==== RAW RECORDS ====
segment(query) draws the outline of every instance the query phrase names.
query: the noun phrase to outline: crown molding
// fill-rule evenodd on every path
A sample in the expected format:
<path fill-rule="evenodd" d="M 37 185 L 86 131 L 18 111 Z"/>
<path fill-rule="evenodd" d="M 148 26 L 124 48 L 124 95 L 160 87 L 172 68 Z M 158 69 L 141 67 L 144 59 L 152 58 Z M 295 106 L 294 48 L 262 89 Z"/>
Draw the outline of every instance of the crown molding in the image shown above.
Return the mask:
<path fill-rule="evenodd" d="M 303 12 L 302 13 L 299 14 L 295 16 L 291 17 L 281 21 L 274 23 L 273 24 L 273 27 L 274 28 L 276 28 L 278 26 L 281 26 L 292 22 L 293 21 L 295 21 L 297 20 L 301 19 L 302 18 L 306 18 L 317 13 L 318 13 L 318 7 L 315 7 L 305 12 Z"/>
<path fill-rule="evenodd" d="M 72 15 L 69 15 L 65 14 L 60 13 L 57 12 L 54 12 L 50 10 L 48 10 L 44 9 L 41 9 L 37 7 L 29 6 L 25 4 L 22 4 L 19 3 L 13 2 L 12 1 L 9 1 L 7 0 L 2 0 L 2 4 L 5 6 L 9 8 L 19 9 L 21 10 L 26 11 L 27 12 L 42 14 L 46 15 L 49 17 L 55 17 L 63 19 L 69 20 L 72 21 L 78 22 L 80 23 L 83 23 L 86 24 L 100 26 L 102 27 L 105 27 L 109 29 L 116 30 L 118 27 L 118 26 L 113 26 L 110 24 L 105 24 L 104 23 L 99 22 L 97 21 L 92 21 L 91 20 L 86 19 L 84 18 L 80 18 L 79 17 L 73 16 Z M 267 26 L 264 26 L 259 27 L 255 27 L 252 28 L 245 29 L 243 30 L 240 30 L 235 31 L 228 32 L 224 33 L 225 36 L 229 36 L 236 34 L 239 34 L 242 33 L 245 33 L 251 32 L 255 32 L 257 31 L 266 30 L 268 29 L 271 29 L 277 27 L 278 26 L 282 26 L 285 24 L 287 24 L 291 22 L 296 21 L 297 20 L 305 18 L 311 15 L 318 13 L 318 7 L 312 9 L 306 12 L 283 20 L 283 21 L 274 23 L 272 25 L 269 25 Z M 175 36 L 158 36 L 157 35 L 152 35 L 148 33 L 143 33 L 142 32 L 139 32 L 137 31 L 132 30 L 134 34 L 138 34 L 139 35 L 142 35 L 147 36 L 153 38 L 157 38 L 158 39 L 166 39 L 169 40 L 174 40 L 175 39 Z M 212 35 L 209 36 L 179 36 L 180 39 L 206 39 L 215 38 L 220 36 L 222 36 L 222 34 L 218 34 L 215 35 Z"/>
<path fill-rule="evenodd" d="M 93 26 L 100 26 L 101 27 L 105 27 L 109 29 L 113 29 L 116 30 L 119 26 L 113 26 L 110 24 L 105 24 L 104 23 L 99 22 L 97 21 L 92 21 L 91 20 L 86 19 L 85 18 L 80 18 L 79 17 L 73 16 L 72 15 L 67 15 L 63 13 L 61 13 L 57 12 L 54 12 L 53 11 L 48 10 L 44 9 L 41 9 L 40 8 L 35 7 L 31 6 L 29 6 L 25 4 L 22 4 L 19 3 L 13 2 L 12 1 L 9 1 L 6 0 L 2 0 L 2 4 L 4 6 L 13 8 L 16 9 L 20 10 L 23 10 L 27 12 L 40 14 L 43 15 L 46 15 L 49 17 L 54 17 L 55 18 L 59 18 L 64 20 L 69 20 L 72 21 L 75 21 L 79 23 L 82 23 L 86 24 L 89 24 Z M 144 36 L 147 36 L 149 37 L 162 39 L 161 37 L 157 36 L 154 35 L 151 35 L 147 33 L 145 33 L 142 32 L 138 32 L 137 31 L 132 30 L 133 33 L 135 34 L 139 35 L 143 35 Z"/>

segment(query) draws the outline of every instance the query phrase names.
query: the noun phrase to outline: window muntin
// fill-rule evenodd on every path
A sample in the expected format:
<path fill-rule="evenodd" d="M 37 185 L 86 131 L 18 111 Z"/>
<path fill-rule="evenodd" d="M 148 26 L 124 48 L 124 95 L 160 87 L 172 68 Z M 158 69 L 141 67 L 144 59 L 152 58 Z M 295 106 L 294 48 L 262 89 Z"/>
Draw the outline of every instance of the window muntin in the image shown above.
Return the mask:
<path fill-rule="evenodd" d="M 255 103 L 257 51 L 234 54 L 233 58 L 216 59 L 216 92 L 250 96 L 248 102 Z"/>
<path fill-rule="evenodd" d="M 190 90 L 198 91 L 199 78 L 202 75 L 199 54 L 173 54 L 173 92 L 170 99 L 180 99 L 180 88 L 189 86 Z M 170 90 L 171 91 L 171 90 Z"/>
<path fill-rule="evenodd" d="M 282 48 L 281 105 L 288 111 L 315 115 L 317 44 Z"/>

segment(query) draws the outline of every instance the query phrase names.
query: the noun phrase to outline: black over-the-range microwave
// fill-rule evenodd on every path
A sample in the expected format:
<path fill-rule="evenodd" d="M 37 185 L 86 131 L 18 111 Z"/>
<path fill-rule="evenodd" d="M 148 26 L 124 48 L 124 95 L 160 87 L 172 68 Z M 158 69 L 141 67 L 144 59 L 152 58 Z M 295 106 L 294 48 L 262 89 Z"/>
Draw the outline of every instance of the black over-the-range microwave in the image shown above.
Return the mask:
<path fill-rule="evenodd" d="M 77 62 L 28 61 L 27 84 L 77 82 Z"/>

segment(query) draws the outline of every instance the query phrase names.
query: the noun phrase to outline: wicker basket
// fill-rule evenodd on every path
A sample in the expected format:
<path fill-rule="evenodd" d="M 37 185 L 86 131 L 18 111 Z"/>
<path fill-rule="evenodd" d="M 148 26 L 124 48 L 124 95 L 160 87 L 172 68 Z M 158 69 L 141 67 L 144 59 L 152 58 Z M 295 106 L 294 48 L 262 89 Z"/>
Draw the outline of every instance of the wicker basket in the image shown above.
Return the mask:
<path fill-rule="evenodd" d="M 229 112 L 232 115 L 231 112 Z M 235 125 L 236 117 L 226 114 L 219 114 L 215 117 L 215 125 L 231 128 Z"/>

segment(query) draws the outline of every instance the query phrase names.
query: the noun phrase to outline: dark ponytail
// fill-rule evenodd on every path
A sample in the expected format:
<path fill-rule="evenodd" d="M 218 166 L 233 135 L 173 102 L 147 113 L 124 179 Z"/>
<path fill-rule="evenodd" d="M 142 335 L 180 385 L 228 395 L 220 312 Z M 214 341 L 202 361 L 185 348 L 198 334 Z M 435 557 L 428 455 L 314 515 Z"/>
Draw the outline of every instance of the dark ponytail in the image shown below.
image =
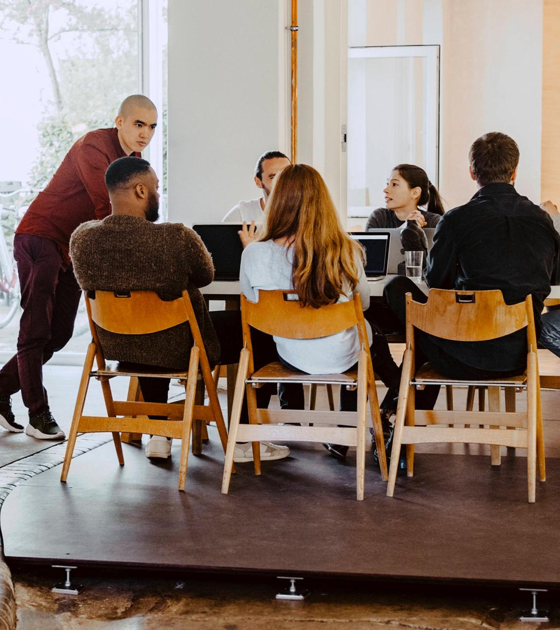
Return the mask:
<path fill-rule="evenodd" d="M 428 194 L 430 198 L 428 200 L 428 206 L 426 209 L 428 212 L 433 212 L 434 214 L 438 214 L 440 217 L 443 217 L 445 210 L 443 210 L 443 204 L 442 203 L 442 198 L 440 197 L 438 189 L 431 181 L 428 187 Z"/>
<path fill-rule="evenodd" d="M 412 164 L 399 164 L 393 170 L 398 171 L 409 188 L 420 189 L 418 205 L 426 206 L 427 212 L 443 216 L 444 210 L 442 198 L 423 168 Z"/>

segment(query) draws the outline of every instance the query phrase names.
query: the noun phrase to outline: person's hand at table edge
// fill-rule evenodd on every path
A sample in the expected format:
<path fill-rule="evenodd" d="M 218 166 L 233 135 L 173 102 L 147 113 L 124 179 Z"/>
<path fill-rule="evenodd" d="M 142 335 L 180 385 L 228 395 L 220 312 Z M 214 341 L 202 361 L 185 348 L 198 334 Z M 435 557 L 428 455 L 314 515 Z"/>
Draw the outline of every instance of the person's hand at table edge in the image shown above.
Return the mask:
<path fill-rule="evenodd" d="M 248 226 L 246 221 L 243 221 L 243 227 L 237 232 L 239 239 L 244 249 L 250 243 L 256 240 L 256 226 L 254 221 L 251 221 Z"/>
<path fill-rule="evenodd" d="M 408 221 L 412 219 L 418 223 L 420 227 L 423 227 L 426 225 L 426 221 L 424 220 L 424 215 L 419 210 L 415 210 L 411 212 L 406 217 L 406 220 Z"/>

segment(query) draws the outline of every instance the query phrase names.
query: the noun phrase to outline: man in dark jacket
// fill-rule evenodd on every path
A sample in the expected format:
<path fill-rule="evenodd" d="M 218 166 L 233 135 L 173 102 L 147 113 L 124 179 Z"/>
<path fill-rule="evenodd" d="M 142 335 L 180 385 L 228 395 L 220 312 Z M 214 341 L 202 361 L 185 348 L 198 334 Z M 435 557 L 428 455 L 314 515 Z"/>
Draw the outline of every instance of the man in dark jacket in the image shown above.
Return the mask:
<path fill-rule="evenodd" d="M 469 153 L 471 177 L 479 190 L 471 200 L 446 212 L 436 228 L 425 273 L 435 289 L 500 289 L 506 304 L 531 294 L 538 337 L 540 312 L 558 275 L 559 236 L 550 217 L 514 188 L 519 161 L 515 142 L 504 134 L 485 134 Z M 426 295 L 406 278 L 386 289 L 387 302 L 404 324 L 404 295 Z M 525 331 L 470 343 L 420 333 L 418 362 L 433 362 L 457 379 L 506 377 L 525 368 Z M 424 408 L 432 408 L 437 388 L 426 388 Z"/>

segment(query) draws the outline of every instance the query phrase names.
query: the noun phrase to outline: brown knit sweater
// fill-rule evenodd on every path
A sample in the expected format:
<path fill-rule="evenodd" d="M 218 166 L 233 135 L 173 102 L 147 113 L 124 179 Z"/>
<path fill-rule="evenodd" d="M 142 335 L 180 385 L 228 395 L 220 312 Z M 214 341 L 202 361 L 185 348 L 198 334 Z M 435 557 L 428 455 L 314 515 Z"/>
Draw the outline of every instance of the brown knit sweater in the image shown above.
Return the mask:
<path fill-rule="evenodd" d="M 111 215 L 79 226 L 70 239 L 76 279 L 86 290 L 155 291 L 163 300 L 188 291 L 210 364 L 220 345 L 198 287 L 214 278 L 212 258 L 200 237 L 181 223 L 151 223 Z M 98 328 L 105 358 L 162 367 L 188 367 L 188 324 L 157 333 L 122 335 Z"/>

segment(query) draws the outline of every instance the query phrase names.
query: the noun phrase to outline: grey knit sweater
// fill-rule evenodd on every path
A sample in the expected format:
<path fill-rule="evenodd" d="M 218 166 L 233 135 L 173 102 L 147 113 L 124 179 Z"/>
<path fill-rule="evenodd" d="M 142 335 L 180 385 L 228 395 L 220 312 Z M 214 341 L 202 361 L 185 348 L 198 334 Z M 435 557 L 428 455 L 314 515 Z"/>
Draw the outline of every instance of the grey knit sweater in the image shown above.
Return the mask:
<path fill-rule="evenodd" d="M 220 345 L 198 287 L 214 278 L 212 258 L 200 237 L 180 223 L 151 223 L 111 215 L 79 226 L 70 239 L 76 279 L 86 290 L 155 291 L 163 300 L 188 291 L 210 364 Z M 184 369 L 192 338 L 188 324 L 142 335 L 98 329 L 105 358 Z"/>

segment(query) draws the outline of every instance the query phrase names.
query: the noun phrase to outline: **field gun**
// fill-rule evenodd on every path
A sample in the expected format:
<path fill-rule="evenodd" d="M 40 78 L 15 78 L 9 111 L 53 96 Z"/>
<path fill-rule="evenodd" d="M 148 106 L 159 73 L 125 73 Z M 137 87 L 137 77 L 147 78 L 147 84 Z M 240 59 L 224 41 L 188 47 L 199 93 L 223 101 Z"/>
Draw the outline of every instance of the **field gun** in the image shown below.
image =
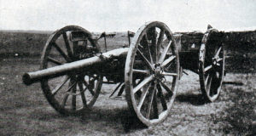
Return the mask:
<path fill-rule="evenodd" d="M 207 100 L 218 97 L 224 72 L 222 32 L 210 28 L 206 33 L 172 34 L 164 23 L 153 21 L 128 32 L 129 47 L 102 53 L 98 40 L 104 37 L 107 51 L 106 36 L 93 37 L 75 26 L 55 31 L 40 70 L 25 73 L 24 83 L 40 82 L 49 104 L 64 115 L 89 111 L 102 83 L 117 84 L 111 96 L 125 92 L 131 112 L 147 126 L 167 117 L 183 69 L 199 74 Z"/>

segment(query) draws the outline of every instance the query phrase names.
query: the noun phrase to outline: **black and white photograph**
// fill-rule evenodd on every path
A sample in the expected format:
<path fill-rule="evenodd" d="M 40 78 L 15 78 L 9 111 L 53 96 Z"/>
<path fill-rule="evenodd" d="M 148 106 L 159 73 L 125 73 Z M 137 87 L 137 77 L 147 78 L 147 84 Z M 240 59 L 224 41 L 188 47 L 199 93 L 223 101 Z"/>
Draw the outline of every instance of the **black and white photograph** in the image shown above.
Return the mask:
<path fill-rule="evenodd" d="M 256 1 L 0 0 L 0 135 L 256 135 Z"/>

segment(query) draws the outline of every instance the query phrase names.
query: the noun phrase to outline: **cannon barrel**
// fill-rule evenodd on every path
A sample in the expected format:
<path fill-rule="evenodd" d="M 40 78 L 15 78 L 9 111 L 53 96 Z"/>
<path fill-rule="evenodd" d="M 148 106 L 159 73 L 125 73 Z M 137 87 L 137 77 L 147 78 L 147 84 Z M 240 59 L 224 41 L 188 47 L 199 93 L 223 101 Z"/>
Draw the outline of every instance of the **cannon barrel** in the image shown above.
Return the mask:
<path fill-rule="evenodd" d="M 125 57 L 128 53 L 129 48 L 118 48 L 103 53 L 100 56 L 95 56 L 81 60 L 67 63 L 61 65 L 57 65 L 37 71 L 24 73 L 22 76 L 23 82 L 26 85 L 39 82 L 44 78 L 53 78 L 60 76 L 66 75 L 67 72 L 76 70 L 86 68 L 95 64 L 104 63 L 108 60 L 116 57 Z"/>

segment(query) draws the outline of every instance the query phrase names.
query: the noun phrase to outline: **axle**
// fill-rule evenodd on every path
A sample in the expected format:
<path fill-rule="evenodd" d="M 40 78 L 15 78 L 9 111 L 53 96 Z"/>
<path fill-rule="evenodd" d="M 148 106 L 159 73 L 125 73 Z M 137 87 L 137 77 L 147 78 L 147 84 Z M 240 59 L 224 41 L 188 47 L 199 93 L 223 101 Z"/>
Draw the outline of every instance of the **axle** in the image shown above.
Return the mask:
<path fill-rule="evenodd" d="M 67 63 L 61 65 L 57 65 L 44 70 L 40 70 L 32 72 L 26 72 L 23 75 L 22 80 L 26 85 L 39 82 L 44 78 L 53 78 L 66 75 L 67 72 L 75 71 L 86 68 L 88 66 L 104 63 L 113 58 L 126 57 L 129 48 L 113 49 L 104 53 L 100 56 L 95 56 L 71 63 Z"/>

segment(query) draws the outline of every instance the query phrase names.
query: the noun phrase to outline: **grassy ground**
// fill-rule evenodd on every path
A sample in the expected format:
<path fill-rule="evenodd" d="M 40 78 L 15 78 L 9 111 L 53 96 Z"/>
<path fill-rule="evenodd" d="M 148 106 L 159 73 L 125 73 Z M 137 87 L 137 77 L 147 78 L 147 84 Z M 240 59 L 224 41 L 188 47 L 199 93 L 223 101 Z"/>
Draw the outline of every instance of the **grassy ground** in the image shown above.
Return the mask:
<path fill-rule="evenodd" d="M 21 82 L 23 72 L 38 69 L 38 58 L 9 58 L 0 64 L 0 135 L 256 134 L 255 72 L 227 73 L 214 103 L 201 101 L 198 76 L 189 72 L 168 118 L 143 128 L 126 114 L 125 101 L 108 99 L 113 85 L 102 87 L 91 113 L 63 116 L 48 104 L 38 83 L 27 87 Z"/>

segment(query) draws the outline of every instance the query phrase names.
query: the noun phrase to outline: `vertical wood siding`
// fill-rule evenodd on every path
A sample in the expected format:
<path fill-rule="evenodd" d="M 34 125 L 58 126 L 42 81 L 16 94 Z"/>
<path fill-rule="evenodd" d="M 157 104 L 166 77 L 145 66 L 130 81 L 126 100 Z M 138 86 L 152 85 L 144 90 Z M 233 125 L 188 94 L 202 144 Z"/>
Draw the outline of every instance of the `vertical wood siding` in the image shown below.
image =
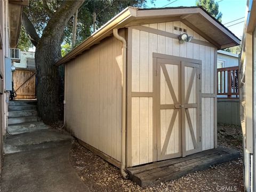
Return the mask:
<path fill-rule="evenodd" d="M 180 21 L 145 25 L 144 26 L 180 34 L 173 27 L 187 29 L 189 36 L 203 41 L 202 37 Z M 153 53 L 201 60 L 202 93 L 214 93 L 214 72 L 215 49 L 193 43 L 180 44 L 178 39 L 132 29 L 131 40 L 131 91 L 151 92 L 153 90 Z M 129 102 L 129 101 L 128 101 Z M 132 97 L 131 123 L 127 146 L 131 157 L 127 166 L 135 166 L 153 161 L 153 98 Z M 214 147 L 214 98 L 203 98 L 202 101 L 202 149 Z M 191 111 L 192 113 L 192 111 Z M 192 113 L 193 114 L 193 113 Z M 167 119 L 168 120 L 168 119 Z M 167 121 L 166 120 L 166 121 Z M 173 140 L 171 140 L 171 142 Z M 187 146 L 190 148 L 190 147 Z M 168 148 L 168 150 L 171 150 Z"/>
<path fill-rule="evenodd" d="M 67 64 L 65 77 L 67 129 L 118 161 L 122 70 L 122 43 L 110 37 Z"/>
====
INSTRUCTIONS FOR THE TASK:
Return every line of the items above that contains the word "wicker".

SOLUTION FOR THIS PROBLEM:
query: the noun phrase to outline: wicker basket
Draw the outline of every instance of the wicker basket in the image shown above.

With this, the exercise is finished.